▶ _Written exercise 1_
Pull out every line of the rows below that contains the word "wheelchair". Case counts.

▶ _Source passage_
2) The best way to improve the grid is to modernize routes and add new capacity. Funny though, every time they try to install high voltage corridors the environmentalists sue 19 different ways and the homeowners and cities scream "Not in MY backyard!"

3) See argument #2 revisited. New power plants would be helpful here, but once again, NIMB. And of course, yes, I am a proponent of nuclear energy. Reducing the distance that power must travel and raising voltage levels improves reliability and lowers costs due to losses.

4) See argument #1 revisited. One way to improve the grid is to consolidate and combine MORE of the power generators. Some companies clearly do a better job at maintenance than others. But, this benefit is not without cost - I live in an area of the US where the average cost of power is in the lowest cost quartile. I'm not sure I would want to pay increased rates if my power generator merged even with contiguous companies. By the way, this week's blackout was NOT caused by a capacity issue but by the cascading interconnects between power systems.

5) See arguement #3 revisited. A lot of power generators have gone to gas fired turbines for addressing peak loads. However, this simply shifts the cost of energy again...I think you can expect to see record heating costs this winter, especially in the northeastern US. Additionally, many residential customers in that region have been slowly switching to natural gas from heating oil due to cost and convenience. The costs are about to go up, though.

My solutions? Accelerate the technology to dispose of nuclear waste - there are promising methods in development. Open up Yucca Mountain and get it on a faster track. Streamline the building and licensing process for nuclear plants of smaller and safer designs (for which proven technology already exists). Work with environmental sectors on various types of projects...there has got to be some give and take here to benefit in the best possible way (there are still some good sites for smaller dams in the eastern US...pumped storage facilities for peak shaving...alternative energiy generation...etc)

Lastly, make it easier for people at the consumer level to get off and also CONTRIBUTE to the grid. Most people do not know that if you produce power at your homesite by solar, wind, hydro, or other means - power companies generally have legal obligations to buy your excess power at market rates. It's easier to get off the grid than most people realize, but there is no single comprehensive and practical guide to making this information available other than in bits and pieces. Let's make this process easy and simple on a national level.
posted by insulglass at 5:42 AM on August 16, 2003


Somebody piss in your cornflakes this morning, quonsar?
posted by MrBaliHai at 5:48 AM on August 16, 2003


Errr... but the most current "cause" of the blackout is now in Cleveland, and not in the Niagara/Mohawk grid. And in a 345,000 volt transmission line, not in anything under the direct control or maintenance of a generator company in any case.

▶ _Written exercise 2_
Extract the part of the power grid discussion above starting at "4) See argument" and ending at "between power systems.", copied word for word.

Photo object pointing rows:

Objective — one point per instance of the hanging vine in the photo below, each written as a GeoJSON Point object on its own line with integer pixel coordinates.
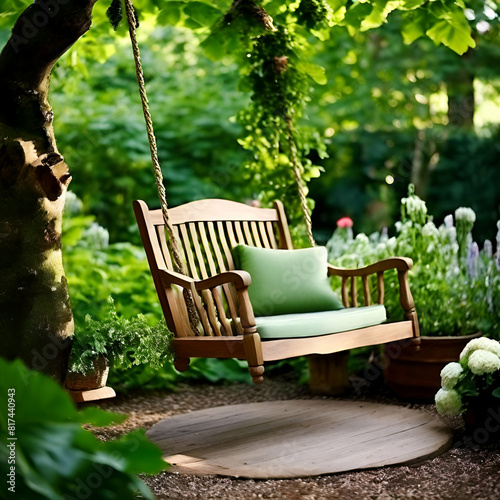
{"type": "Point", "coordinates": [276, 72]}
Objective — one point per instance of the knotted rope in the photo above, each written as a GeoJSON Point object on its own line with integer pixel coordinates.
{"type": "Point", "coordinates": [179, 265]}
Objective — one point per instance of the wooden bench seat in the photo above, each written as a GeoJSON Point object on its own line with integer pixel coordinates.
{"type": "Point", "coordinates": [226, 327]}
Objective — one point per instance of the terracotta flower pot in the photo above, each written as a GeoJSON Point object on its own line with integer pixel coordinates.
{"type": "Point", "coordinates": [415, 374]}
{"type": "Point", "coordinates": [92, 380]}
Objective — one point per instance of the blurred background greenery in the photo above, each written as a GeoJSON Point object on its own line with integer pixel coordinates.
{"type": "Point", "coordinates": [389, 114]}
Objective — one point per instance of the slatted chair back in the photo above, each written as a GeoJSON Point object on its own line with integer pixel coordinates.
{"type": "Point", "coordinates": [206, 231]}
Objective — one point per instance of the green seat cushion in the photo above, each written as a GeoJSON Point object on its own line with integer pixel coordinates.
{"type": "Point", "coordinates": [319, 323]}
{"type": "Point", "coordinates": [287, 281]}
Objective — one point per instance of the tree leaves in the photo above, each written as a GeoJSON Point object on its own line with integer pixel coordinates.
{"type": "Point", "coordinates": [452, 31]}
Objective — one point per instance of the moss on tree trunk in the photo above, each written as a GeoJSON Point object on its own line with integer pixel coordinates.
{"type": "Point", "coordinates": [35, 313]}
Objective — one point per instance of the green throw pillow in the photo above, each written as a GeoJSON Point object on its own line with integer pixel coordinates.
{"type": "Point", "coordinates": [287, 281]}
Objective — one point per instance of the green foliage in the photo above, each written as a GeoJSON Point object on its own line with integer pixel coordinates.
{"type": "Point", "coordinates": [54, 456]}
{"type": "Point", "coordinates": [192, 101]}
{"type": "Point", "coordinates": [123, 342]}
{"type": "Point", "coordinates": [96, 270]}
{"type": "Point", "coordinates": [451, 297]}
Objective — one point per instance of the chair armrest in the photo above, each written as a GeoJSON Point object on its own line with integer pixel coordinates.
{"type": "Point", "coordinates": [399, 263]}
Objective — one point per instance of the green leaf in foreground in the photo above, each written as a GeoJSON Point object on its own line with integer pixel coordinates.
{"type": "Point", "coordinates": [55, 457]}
==
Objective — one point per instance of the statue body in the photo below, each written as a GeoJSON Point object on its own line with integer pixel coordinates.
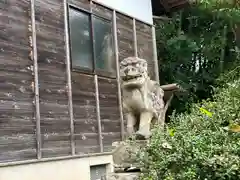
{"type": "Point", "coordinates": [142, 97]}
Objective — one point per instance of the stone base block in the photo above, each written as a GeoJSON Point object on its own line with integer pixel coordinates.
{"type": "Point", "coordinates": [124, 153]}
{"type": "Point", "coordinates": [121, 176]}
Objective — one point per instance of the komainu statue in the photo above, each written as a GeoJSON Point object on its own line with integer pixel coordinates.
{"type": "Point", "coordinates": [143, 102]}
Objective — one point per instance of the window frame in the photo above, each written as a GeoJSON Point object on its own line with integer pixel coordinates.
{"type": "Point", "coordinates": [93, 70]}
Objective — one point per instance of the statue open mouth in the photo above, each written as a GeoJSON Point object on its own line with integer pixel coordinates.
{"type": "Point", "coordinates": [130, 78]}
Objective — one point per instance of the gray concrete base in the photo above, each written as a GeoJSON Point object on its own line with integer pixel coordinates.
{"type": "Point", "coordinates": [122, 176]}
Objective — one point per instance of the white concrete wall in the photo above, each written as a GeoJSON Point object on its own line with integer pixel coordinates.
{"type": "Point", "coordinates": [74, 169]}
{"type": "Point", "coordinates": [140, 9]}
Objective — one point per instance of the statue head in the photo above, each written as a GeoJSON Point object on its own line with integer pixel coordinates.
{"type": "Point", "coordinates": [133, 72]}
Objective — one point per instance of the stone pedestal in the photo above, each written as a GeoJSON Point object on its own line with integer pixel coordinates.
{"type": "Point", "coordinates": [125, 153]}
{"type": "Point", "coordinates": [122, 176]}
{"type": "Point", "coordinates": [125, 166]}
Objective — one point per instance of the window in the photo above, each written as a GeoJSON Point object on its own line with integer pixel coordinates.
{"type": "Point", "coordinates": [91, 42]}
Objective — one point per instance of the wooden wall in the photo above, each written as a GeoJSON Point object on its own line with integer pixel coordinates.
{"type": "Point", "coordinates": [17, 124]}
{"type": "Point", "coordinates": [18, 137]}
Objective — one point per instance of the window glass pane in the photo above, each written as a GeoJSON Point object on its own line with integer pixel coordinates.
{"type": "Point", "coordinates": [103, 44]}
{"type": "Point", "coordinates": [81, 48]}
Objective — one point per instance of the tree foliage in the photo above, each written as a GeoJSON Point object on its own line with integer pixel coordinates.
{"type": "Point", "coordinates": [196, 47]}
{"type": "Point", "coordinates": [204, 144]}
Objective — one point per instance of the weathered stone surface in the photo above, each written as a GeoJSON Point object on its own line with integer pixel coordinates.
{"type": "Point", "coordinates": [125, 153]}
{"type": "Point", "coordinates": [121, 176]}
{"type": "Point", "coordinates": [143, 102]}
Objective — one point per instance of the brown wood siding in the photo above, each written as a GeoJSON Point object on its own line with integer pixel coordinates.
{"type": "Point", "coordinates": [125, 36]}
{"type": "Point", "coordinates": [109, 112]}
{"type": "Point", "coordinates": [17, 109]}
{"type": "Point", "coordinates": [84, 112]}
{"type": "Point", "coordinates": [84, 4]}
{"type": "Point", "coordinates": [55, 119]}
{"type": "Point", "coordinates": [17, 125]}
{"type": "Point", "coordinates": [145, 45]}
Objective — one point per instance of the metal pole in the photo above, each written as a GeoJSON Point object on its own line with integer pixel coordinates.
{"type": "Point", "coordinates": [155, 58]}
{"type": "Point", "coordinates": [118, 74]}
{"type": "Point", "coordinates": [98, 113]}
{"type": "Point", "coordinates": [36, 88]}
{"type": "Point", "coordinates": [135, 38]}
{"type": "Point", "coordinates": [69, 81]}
---
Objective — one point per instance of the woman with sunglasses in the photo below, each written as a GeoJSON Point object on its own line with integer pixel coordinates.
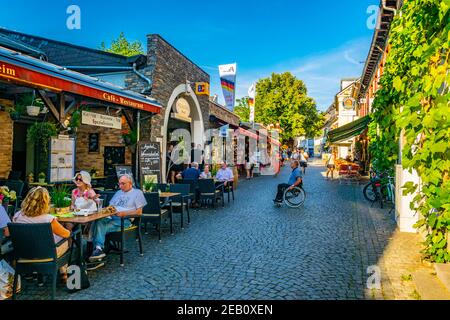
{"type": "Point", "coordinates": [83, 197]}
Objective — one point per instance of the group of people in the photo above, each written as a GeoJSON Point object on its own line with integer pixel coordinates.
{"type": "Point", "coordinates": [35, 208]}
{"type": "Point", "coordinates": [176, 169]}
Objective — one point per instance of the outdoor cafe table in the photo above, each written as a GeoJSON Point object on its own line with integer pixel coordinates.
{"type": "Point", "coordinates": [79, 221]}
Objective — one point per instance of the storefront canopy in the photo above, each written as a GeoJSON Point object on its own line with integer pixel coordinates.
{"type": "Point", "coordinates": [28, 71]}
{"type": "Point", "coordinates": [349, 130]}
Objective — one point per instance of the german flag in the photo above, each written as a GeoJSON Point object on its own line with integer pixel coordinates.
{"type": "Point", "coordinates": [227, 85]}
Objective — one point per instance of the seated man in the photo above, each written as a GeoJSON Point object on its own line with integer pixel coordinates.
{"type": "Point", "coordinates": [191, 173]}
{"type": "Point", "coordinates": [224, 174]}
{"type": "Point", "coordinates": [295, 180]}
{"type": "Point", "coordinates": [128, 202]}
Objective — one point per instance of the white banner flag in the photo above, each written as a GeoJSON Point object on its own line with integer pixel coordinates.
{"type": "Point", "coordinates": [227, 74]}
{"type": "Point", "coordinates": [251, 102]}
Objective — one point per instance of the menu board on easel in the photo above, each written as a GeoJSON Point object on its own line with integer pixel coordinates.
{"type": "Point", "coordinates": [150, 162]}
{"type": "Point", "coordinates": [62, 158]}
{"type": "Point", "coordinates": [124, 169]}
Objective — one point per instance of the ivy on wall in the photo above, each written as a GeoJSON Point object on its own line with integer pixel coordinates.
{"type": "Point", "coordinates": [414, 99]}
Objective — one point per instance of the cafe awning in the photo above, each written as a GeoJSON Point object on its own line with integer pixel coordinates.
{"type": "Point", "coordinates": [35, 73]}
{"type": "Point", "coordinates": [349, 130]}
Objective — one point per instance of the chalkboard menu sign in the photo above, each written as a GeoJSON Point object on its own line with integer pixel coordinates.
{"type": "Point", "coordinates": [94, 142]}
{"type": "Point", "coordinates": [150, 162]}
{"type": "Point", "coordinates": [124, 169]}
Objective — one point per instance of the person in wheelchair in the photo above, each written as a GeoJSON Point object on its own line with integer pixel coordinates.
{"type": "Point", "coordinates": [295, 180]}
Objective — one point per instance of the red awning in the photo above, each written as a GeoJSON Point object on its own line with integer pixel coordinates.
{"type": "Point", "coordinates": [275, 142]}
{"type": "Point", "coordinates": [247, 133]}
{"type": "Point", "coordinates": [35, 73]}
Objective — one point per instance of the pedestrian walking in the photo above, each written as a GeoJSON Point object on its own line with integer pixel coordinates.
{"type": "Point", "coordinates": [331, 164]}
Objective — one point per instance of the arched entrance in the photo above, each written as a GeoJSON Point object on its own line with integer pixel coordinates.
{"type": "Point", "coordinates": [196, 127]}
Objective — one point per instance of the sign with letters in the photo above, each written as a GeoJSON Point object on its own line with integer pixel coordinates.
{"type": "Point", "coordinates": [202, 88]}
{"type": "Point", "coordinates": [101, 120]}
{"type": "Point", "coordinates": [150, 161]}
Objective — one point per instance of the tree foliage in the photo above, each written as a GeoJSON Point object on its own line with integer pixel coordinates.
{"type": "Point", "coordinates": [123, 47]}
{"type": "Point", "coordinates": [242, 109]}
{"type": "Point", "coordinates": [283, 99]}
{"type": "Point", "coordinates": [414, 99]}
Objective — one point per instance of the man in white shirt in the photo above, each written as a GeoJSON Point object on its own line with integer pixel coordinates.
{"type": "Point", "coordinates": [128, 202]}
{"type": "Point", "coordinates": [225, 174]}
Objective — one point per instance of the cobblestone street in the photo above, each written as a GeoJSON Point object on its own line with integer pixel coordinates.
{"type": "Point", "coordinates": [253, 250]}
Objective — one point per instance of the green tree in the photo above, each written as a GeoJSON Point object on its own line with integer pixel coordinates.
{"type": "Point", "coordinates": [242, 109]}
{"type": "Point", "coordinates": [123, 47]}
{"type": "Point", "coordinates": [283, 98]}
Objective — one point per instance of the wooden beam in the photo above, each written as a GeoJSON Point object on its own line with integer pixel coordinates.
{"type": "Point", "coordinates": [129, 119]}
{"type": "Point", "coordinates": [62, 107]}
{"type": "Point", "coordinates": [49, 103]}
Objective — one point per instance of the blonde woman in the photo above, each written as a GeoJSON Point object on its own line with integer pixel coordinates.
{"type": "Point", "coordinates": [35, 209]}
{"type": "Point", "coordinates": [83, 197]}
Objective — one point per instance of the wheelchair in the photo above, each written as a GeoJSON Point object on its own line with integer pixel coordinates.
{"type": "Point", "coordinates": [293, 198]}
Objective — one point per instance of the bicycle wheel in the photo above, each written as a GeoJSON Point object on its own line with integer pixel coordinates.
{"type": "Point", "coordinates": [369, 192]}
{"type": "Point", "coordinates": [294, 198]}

▶ _Full output 1_
Objective — one point per instance of the person in wheelchair in the photo above, each written as a GeoJSON Point object on its own line with integer pixel coordinates.
Objective — one point per instance of the wheelchair in the photo above, each written as a GeoJSON Point object on its own line with integer pixel coordinates.

▶ _Full output 2_
4) See argument #1 revisited. One way to improve the grid is to consolidate and combine MORE of the power generators. Some companies clearly do a better job at maintenance than others. But, this benefit is not without cost - I live in an area of the US where the average cost of power is in the lowest cost quartile. I'm not sure I would want to pay increased rates if my power generator merged even with contiguous companies. By the way, this week's blackout was NOT caused by a capacity issue but by the cascading interconnects between power systems.